- Document section:
Posts Tagged ‘overachiever’

8 Powerful Ways To Deal With A Problem Employee

Monday, August 21st, 2017

The problem employee shows up in every aspect of life because they don’t leave their idiosyncrasies at work. They take them with them wherever they go.

I had to learn how to deal with people with irritating personalities as a counterintelligence FBI agent. Walking away just because an informant was unpleasant was not an option. I needed to work with them and bring them onto my team because often they had unique information of value.

As entrepreneurs, business owners, and leaders you will encounter a problem employee at some point. They can waste a lot of your valuable time and sow discord among the other employees.

Don’t get sucked into a vortex of frustration. Sometimes you need mental toughness to understand how to best deal with these types of employees. Here’s a list of the 8 most common problem employees and how to motivate them to improve their behavior:

1. The One Who Expects Perfection

There is always that problem employee who knows the right way to do things and is only too willing to show you. They have a tendency to make you, and others, feel flawed and judged. Their bottom line is often something like, “Let’s get it done right,” not “Let’s all be friends.”

Perfectionists are people who operate by the book and like to follow standard operating procedures. They can be a pain the butt if your work environment is chaotic because they are not comfortable with change.

TIP: Set up a clear chain of command and insist everyone go through proper channels. Start and end meetings on time—a perfectionist likes schedules. Explain exactly how you want things done; this provides the structure that the employee needs.

2. The One Who Wants To Be Your Best Friend

This is the problem employee who feels it’s all about relationships rather than the bottom line. They can take up an inordinate amount of time talking to you, and others, in an attempt to build that relationship.

The insecure ones are suck ups. Their lack of confidence in their skill set is compensated by using flattery and ingratiating behavior. They feel more comfortable leaning into personal relationships than applying their skills to get the job done.

TIP: Be generous with praise, but don’t reward them for fawning. Stick to the facts and never confront them with the problem. Most of them do not realize they have crossed the line.

- Point placement entries:
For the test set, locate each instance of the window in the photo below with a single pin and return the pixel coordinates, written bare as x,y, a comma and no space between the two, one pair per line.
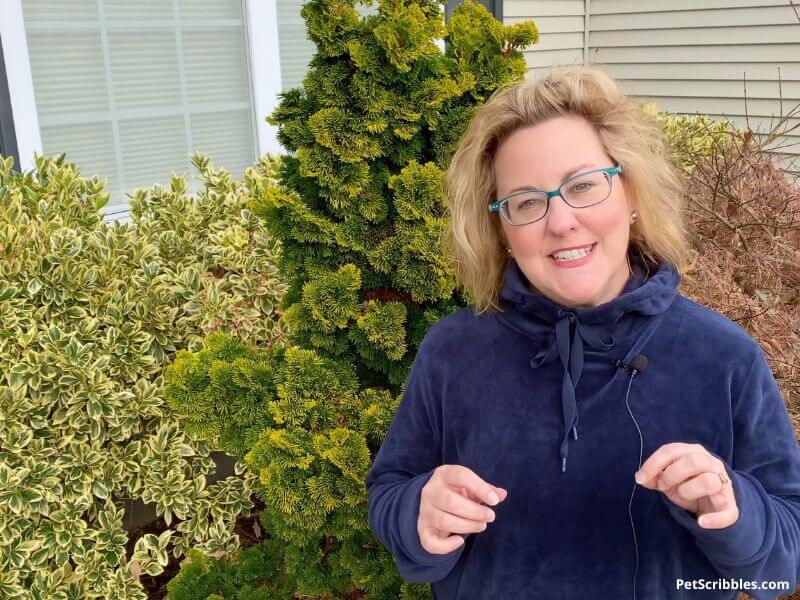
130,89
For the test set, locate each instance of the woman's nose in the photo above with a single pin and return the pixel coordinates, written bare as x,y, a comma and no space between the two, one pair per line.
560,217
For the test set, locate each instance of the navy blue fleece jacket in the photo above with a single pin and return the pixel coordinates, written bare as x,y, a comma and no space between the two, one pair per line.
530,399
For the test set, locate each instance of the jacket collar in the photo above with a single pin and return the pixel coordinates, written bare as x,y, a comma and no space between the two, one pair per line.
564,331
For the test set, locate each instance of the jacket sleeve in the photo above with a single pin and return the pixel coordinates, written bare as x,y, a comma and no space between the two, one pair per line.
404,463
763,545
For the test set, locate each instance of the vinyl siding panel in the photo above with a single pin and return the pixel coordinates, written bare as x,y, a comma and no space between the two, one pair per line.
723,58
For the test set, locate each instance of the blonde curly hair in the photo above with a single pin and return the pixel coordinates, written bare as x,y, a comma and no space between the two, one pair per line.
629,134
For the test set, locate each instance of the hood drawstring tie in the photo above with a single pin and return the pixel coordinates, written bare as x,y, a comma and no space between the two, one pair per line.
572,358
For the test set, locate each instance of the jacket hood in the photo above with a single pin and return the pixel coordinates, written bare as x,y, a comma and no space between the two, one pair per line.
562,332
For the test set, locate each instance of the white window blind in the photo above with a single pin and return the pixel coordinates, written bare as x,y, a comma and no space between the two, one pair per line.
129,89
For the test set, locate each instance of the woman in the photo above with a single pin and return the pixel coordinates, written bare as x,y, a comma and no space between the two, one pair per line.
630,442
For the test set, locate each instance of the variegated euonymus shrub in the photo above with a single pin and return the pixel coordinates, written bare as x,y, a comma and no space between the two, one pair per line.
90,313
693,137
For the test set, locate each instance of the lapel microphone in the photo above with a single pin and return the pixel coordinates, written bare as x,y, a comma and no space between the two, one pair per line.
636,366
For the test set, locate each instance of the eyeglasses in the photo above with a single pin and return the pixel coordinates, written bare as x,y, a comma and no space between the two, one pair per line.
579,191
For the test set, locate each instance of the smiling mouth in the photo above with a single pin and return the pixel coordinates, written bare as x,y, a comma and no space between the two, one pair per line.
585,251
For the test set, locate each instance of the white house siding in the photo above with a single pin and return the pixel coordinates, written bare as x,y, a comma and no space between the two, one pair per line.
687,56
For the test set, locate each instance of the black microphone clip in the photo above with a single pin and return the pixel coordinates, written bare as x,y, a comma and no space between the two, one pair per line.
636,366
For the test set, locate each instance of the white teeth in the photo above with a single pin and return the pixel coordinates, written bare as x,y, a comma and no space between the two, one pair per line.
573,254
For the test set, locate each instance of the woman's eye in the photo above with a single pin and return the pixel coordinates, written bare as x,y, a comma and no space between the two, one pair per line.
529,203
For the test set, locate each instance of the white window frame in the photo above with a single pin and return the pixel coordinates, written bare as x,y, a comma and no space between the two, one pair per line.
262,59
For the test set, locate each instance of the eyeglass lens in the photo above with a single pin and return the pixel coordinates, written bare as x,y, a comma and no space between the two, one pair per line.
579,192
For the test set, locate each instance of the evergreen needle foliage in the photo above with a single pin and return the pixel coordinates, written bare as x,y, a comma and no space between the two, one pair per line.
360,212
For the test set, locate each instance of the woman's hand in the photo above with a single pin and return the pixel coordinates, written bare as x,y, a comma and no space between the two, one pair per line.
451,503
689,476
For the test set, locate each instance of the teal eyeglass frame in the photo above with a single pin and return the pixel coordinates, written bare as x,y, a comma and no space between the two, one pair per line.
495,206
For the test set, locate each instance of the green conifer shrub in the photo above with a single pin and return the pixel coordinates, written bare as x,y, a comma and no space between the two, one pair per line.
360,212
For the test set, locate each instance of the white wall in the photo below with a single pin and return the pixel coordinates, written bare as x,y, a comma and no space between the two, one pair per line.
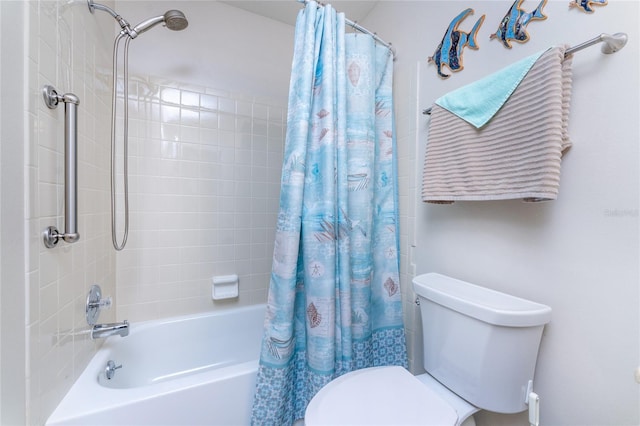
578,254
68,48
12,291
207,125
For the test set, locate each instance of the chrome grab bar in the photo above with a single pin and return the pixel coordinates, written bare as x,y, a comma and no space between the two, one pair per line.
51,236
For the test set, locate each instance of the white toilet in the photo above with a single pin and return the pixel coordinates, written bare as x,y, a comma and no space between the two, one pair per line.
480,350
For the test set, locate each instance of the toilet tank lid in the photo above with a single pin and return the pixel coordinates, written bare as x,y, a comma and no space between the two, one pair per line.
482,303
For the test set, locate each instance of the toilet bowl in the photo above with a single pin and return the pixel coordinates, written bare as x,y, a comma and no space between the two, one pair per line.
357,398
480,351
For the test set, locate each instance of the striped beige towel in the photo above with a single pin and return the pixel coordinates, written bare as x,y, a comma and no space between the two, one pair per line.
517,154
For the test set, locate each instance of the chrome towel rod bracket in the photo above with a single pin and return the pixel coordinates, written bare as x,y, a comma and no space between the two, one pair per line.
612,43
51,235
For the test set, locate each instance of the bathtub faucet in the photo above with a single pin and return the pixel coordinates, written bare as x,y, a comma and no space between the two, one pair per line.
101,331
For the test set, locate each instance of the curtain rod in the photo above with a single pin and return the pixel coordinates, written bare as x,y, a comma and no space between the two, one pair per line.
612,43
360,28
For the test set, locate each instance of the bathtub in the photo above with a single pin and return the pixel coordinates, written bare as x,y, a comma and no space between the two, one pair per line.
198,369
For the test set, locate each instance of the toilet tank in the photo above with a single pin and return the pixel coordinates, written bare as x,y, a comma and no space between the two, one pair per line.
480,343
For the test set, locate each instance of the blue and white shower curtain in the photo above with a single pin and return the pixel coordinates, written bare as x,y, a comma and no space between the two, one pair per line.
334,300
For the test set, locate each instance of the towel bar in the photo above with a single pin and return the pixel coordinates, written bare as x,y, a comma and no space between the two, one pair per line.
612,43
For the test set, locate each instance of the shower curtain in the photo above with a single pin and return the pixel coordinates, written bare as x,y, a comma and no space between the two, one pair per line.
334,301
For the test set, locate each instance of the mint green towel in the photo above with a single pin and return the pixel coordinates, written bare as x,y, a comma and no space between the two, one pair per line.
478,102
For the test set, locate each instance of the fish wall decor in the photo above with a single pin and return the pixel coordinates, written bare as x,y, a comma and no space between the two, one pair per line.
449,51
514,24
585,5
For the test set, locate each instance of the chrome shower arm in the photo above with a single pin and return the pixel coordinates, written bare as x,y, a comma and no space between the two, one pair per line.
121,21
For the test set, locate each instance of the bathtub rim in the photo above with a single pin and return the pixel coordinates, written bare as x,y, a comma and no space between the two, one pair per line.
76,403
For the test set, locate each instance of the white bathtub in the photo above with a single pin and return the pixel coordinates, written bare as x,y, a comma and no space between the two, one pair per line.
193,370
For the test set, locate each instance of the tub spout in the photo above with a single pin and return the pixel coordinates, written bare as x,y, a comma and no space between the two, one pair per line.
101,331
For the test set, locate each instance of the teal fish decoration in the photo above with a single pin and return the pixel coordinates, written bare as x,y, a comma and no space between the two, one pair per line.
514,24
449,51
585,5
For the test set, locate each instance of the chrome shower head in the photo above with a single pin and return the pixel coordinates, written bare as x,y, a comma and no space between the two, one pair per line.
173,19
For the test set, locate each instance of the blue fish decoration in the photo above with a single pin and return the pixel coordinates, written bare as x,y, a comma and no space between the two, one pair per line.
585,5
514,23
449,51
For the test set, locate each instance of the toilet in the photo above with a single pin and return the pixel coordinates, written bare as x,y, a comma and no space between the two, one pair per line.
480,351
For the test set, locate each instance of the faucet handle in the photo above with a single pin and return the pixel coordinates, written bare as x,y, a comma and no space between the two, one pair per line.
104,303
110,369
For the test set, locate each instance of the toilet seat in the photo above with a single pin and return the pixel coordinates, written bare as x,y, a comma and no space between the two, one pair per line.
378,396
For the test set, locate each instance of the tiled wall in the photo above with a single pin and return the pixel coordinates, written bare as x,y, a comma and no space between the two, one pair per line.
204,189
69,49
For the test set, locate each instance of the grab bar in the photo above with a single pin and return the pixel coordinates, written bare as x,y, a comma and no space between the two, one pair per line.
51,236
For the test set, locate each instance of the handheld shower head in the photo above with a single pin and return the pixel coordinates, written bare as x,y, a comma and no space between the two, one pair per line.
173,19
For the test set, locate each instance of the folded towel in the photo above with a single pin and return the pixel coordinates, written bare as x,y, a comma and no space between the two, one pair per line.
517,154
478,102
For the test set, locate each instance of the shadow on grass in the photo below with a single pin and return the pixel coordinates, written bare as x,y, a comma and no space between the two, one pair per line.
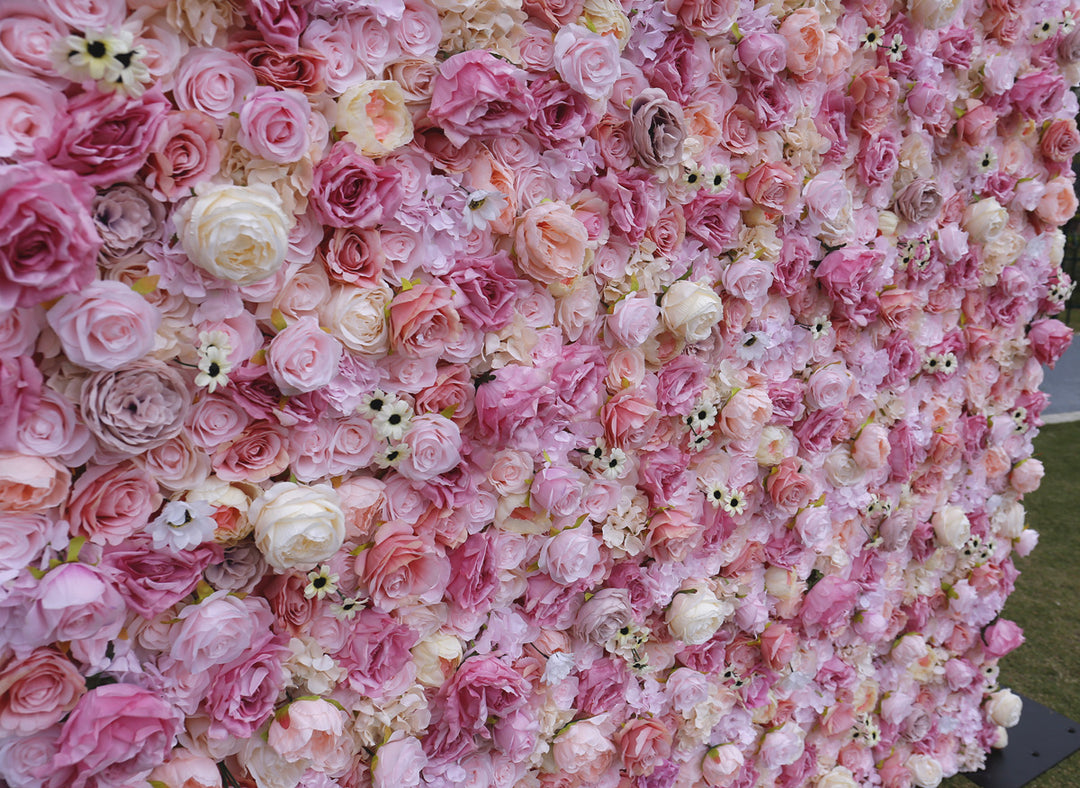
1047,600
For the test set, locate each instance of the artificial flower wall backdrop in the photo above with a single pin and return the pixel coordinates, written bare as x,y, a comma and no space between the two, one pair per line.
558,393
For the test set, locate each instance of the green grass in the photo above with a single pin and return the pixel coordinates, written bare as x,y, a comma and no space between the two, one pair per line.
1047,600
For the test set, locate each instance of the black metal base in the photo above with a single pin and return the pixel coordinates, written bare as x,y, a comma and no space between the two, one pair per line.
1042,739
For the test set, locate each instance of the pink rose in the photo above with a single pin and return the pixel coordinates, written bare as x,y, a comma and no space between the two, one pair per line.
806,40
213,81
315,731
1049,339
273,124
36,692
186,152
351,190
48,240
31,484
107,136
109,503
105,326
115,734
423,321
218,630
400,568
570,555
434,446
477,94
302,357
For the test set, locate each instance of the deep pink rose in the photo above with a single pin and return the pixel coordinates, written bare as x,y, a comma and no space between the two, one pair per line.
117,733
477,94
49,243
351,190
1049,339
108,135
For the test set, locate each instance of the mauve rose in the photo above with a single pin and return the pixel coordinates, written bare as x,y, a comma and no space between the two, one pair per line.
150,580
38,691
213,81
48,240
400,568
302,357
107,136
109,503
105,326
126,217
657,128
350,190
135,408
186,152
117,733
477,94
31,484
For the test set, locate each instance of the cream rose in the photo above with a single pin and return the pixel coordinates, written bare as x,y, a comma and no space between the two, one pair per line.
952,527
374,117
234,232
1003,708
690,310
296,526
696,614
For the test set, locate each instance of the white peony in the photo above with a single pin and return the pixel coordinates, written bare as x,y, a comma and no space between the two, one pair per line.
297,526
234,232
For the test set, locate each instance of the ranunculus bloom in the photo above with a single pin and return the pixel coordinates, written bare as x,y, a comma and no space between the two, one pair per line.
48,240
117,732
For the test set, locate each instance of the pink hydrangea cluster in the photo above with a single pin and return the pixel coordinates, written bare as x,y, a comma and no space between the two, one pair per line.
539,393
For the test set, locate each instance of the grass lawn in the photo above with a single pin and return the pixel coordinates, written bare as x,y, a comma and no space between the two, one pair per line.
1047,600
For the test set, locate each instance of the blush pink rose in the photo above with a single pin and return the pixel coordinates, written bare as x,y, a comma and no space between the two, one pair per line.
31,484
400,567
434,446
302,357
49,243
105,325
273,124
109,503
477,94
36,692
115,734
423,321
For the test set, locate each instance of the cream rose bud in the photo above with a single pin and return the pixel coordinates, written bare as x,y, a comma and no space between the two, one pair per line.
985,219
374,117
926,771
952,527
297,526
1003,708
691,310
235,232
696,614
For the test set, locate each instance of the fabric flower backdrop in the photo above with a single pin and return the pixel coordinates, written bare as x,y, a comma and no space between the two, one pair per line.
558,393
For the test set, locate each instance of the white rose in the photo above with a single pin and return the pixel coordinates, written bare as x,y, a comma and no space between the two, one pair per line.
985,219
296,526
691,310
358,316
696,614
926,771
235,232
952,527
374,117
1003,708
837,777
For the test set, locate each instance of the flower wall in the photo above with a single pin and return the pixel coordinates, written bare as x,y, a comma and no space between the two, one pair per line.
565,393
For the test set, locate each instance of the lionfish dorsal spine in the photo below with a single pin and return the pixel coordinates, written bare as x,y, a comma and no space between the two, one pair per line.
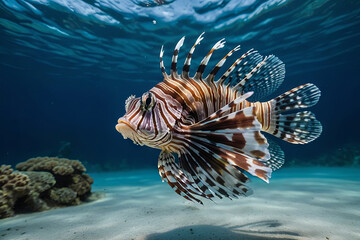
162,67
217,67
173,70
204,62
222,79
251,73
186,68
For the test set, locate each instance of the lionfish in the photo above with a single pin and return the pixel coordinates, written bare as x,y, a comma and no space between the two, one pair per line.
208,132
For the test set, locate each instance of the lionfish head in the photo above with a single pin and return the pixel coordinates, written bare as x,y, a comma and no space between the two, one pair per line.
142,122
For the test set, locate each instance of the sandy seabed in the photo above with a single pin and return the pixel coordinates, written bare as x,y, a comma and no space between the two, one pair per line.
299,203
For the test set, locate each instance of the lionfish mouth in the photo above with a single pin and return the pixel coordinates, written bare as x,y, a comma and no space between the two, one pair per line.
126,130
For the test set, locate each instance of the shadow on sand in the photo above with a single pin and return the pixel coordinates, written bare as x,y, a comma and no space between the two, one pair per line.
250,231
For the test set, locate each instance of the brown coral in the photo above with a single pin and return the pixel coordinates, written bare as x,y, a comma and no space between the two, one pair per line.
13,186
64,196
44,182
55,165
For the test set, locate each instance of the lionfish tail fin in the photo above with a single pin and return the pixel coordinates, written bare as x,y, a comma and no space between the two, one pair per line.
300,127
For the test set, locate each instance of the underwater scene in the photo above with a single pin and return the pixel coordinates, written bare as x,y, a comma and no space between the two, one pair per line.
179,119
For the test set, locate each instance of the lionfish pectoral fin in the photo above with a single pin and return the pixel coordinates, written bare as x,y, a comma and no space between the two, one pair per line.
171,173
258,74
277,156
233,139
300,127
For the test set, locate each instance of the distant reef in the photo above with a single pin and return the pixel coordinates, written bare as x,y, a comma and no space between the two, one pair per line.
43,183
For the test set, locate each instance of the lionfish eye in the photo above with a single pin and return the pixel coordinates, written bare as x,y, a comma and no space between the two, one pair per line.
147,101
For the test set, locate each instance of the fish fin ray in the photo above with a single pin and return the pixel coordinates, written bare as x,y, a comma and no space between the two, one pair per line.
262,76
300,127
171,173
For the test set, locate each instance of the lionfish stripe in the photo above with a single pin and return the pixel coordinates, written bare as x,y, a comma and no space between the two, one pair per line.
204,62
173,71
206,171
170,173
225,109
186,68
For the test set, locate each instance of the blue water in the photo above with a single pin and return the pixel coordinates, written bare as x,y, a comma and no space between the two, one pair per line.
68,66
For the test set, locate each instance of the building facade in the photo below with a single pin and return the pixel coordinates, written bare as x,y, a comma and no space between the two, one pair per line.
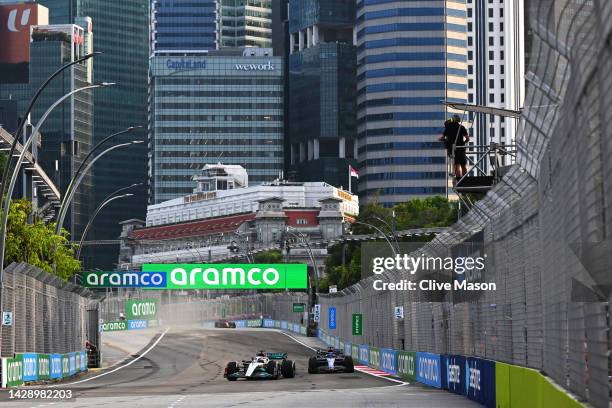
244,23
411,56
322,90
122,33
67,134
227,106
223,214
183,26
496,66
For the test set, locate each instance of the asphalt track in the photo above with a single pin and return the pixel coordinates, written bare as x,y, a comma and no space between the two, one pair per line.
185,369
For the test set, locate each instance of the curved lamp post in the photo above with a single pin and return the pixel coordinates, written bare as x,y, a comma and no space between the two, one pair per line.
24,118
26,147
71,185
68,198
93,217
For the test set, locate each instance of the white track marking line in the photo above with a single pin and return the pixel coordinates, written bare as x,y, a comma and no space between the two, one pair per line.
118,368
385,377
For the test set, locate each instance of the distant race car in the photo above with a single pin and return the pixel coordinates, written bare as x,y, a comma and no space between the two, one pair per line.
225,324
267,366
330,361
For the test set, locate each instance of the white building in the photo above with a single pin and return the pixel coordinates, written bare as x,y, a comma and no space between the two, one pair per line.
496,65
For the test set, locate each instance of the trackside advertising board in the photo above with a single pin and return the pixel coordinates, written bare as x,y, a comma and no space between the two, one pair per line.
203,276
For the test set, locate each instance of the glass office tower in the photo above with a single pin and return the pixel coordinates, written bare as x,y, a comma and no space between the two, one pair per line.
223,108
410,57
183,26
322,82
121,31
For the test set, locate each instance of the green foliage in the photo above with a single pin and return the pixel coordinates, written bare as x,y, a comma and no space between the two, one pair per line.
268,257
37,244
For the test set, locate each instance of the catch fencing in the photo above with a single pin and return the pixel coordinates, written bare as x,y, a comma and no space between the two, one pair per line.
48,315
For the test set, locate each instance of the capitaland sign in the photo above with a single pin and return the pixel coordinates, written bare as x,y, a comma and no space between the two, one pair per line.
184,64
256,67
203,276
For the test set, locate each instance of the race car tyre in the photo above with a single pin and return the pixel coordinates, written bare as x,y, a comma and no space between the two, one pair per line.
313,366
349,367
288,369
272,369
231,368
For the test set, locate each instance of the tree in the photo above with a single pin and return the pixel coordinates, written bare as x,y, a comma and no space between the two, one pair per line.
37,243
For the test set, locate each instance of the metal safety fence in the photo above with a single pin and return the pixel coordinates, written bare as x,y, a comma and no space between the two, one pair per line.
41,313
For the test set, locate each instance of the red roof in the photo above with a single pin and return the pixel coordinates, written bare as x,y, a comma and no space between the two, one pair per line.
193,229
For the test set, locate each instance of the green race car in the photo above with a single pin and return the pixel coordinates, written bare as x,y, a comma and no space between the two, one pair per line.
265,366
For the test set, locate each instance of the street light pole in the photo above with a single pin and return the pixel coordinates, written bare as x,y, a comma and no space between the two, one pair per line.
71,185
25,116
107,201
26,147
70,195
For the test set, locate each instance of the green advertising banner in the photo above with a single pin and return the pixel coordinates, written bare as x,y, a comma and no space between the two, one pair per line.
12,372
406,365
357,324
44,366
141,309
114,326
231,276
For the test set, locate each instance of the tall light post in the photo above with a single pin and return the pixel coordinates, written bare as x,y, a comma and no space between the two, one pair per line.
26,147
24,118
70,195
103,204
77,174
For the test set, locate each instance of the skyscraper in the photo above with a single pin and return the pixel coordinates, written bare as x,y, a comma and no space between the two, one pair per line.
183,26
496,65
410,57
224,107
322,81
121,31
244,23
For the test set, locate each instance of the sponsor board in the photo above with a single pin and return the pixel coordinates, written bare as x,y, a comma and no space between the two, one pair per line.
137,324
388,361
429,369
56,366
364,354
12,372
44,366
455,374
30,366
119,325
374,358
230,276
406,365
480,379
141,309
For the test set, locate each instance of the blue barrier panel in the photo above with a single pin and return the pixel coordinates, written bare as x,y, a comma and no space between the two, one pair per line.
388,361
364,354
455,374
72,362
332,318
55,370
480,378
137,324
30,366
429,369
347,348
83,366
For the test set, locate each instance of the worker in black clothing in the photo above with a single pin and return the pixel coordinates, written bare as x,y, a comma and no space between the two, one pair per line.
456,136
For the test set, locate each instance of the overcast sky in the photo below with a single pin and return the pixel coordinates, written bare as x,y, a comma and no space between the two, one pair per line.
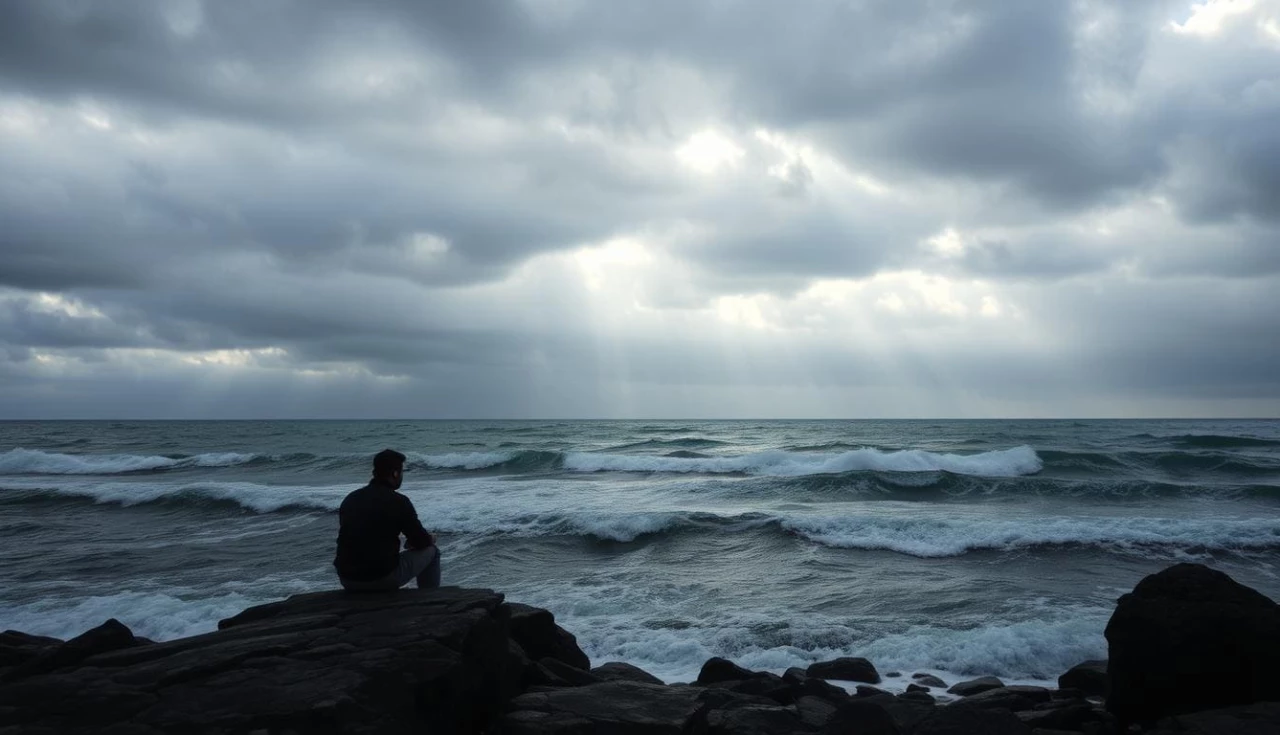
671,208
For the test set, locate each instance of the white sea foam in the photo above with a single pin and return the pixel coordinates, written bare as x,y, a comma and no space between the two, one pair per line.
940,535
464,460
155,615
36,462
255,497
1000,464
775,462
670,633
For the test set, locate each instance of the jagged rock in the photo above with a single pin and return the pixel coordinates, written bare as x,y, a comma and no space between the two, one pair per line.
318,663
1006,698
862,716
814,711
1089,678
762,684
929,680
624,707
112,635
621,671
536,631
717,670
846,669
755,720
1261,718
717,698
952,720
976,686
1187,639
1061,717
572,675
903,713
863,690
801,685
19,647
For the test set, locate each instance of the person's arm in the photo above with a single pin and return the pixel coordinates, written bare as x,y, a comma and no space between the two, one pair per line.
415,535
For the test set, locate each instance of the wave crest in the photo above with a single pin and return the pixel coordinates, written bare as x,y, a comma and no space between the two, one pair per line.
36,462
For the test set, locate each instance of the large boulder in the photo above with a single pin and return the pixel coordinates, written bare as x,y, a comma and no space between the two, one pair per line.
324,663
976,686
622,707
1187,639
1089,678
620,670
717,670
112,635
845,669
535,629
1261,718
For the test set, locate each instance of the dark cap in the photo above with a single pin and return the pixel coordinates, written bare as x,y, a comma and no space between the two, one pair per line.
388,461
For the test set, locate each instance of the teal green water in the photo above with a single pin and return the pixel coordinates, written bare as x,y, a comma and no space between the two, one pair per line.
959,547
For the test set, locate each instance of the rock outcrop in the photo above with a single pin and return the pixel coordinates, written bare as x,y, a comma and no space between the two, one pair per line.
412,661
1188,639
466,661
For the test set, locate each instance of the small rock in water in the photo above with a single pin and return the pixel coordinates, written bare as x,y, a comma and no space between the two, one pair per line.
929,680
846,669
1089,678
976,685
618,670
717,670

- Task details:
Answer these questions about the post on problem employees:
(a) In what job did the writer learn to deal with people who have irritating personalities?
(b) According to the tip for the perfectionist, what does a perfectionist like?
(c) What do the insecure employees who want to be your best friend use to compensate for their lack of confidence in their skill set?

- Solution for this problem:
(a) As a counterintelligence FBI agent.
(b) Schedules.
(c) Flattery and ingratiating behavior.